Work order 1:
List every country that the kemenche passage names as a place where these instruments originated.
Work order 2:
Please carry on the kemenche passage from its final sentence.

===== Quoted passage

Kemenche (kemençe; κεμεντζές) or kamancha (کمانچه; Քամանչա) is a name used for various types of stringed bowed musical instruments originating in the Eastern Mediterranean, particularly in Greece, Armenia, Iran, Turkey, and Azerbaijan. and regions adjacent to the Black Sea. These instruments are folk instruments, generally having three strings and played held upright with their tail on the knee of the musician. The name Kemenche derives from the Persian Kamancheh, meaning a "small bow".

==Variations==
The Kemençe of the Black Sea (Karadeniz kemençesi), also known as Pontic kemenche or Pontic lyra (Ποντιακή λύρα), is a box-shaped lute (321.322 in the Hornbostel-Sachs system), while the classical kemençe (Klasik kemençe or Armudî kemençe, Πολίτικη Λύρα, bowl-shaped lute (321.321) is a different instrument and closely related to the Byzantine lyra.

==========
===== Given entries

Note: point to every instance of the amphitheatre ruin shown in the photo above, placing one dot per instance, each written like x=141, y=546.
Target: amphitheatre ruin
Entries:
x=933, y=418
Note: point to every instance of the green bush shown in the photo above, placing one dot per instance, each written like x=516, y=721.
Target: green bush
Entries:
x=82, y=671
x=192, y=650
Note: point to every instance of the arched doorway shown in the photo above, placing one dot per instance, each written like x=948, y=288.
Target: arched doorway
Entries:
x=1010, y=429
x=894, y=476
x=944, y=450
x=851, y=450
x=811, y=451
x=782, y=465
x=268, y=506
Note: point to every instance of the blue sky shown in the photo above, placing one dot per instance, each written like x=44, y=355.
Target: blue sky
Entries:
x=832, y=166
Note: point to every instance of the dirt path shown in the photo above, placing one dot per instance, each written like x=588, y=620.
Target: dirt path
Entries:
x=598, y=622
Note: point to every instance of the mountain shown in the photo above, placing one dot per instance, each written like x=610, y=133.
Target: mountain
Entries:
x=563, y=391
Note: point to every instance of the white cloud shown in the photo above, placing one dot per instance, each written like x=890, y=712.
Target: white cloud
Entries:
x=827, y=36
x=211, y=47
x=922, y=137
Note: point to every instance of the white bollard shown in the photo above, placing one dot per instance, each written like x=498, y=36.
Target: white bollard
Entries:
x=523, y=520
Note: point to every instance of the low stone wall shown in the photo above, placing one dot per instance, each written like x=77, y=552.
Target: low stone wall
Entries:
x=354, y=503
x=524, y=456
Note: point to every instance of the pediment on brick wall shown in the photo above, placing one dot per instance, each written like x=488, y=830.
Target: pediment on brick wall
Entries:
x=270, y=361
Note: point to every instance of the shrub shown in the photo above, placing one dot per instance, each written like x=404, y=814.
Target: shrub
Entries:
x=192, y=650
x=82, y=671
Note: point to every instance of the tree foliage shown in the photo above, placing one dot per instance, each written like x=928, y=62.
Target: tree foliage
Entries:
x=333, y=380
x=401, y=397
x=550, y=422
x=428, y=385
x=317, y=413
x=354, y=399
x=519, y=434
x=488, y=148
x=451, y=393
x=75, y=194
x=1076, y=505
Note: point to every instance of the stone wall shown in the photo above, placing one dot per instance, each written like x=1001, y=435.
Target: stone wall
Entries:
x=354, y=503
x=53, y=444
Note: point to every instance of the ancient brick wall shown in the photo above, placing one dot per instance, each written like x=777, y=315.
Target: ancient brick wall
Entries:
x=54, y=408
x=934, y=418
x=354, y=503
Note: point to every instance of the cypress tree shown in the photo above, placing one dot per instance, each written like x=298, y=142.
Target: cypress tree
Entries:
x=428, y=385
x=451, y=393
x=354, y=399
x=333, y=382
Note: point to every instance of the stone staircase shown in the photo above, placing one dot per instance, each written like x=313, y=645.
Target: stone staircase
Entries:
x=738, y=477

==========

Exercise answer 1:
Greece, Armenia, Iran, Turkey, Azerbaijan

Exercise answer 2:
Other bowed instruments have names sharing the same Persian etymology include the kamancheh (or Kabak kemane in Turkish), a spike lute (321.31), and the Cappadocian kemane, an instrument closely related to the kemenche of the Black Sea with added sympathetic strings. Circassians have a similar instrument named the Shikepshine which means horse tail violin.